- _EXTRACTED MATERIAL_:
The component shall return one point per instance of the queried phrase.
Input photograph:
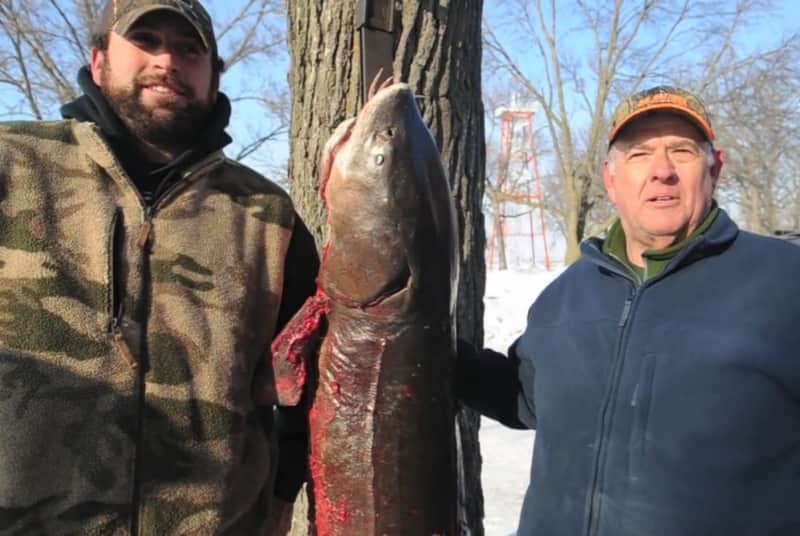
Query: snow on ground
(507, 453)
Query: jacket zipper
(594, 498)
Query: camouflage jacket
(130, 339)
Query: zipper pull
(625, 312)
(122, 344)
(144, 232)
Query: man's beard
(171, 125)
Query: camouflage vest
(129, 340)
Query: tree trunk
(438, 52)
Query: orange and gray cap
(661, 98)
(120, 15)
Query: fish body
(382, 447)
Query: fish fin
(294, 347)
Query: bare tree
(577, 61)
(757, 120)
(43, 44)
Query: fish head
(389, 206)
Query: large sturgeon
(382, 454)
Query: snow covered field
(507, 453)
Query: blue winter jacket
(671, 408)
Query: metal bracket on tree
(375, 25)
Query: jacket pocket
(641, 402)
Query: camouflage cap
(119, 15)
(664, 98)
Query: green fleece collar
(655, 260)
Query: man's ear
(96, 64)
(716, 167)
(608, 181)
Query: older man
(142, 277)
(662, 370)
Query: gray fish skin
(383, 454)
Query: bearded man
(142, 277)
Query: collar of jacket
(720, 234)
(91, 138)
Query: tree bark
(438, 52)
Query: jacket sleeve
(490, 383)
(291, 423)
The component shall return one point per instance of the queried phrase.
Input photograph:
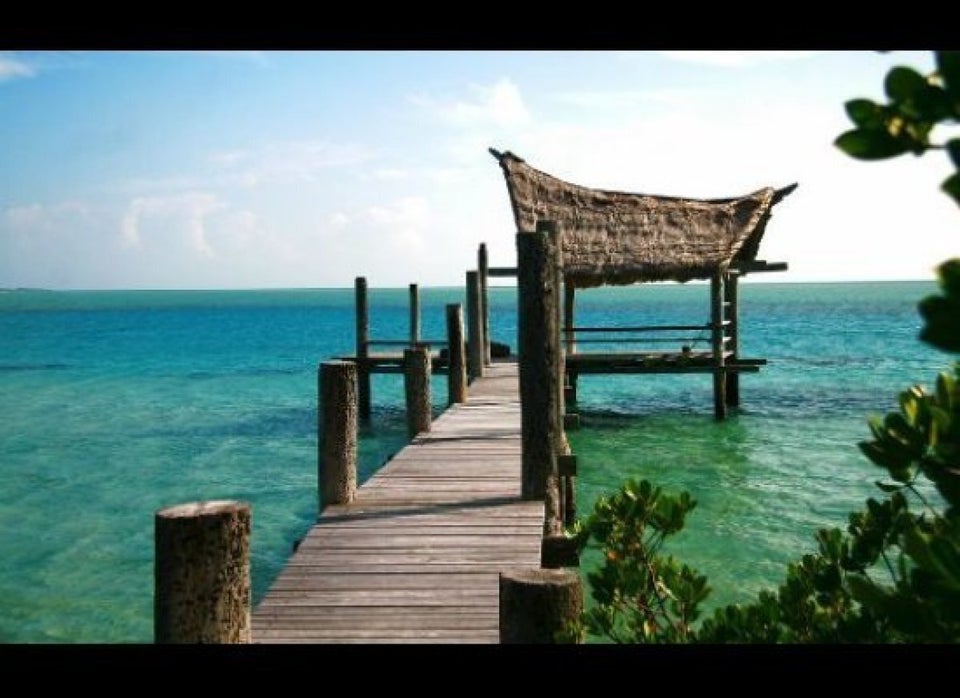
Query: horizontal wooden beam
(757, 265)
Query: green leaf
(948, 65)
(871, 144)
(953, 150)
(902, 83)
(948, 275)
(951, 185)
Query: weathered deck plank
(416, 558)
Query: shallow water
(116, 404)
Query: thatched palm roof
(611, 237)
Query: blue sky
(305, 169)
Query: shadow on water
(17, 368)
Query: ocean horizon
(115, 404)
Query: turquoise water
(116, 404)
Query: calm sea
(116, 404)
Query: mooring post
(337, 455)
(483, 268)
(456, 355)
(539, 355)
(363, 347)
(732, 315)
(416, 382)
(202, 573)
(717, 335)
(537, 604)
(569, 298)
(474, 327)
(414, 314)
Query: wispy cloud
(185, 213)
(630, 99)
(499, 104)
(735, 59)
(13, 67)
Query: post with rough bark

- _PROBLEM_: Copy the whole listing above word for word, but leave out the pictures.

- _OUTPUT FOR THIS TASK_:
The component shall return one point per instance of the queried phrase.
Input photograph:
Query: snow on ground
(507, 453)
Query: jacket zipper
(594, 498)
Query: camouflage jacket
(130, 339)
Query: zipper pull
(625, 312)
(122, 344)
(144, 232)
Query: man's beard
(171, 125)
Query: camouflage vest
(129, 340)
Query: tree trunk
(438, 52)
Query: orange and gray cap
(661, 98)
(120, 15)
Query: fish body
(382, 447)
Query: fish fin
(294, 347)
Query: bare tree
(577, 61)
(757, 120)
(43, 44)
Query: fish head
(389, 206)
Query: large sturgeon
(382, 454)
Query: snow covered field
(507, 453)
Query: blue winter jacket
(671, 408)
Query: metal bracket on tree
(375, 25)
Query: jacket pocket
(641, 402)
Query: camouflage cap
(119, 15)
(664, 98)
Query: green fleece collar
(655, 260)
Query: man's ear
(96, 64)
(716, 167)
(608, 181)
Query: older man
(142, 277)
(662, 370)
Query: gray fish skin
(383, 454)
Query: bearded man
(142, 277)
Query: collar of jacket
(720, 234)
(91, 138)
Query: tree bark
(438, 52)
Query: jacket sleeve
(490, 383)
(291, 423)
The component shall return one point per instance of the queried phrase.
Input photograph:
Query: horizontal wooden beam
(757, 265)
Query: green leaf
(948, 65)
(871, 144)
(953, 150)
(902, 83)
(948, 275)
(951, 185)
Query: weathered deck plank
(416, 558)
Query: shallow water
(116, 404)
Query: thatched palm roof
(611, 237)
Query: blue sky
(305, 169)
Query: shadow on water
(17, 368)
Query: ocean horizon
(115, 404)
Query: turquoise water
(116, 404)
Query: calm sea
(116, 404)
Query: mooring post
(337, 455)
(483, 268)
(456, 355)
(539, 355)
(363, 347)
(732, 315)
(416, 382)
(202, 573)
(717, 335)
(537, 604)
(569, 298)
(474, 327)
(414, 314)
Query: wispy cloud
(185, 213)
(630, 99)
(499, 104)
(735, 59)
(13, 67)
Query: post with rough bark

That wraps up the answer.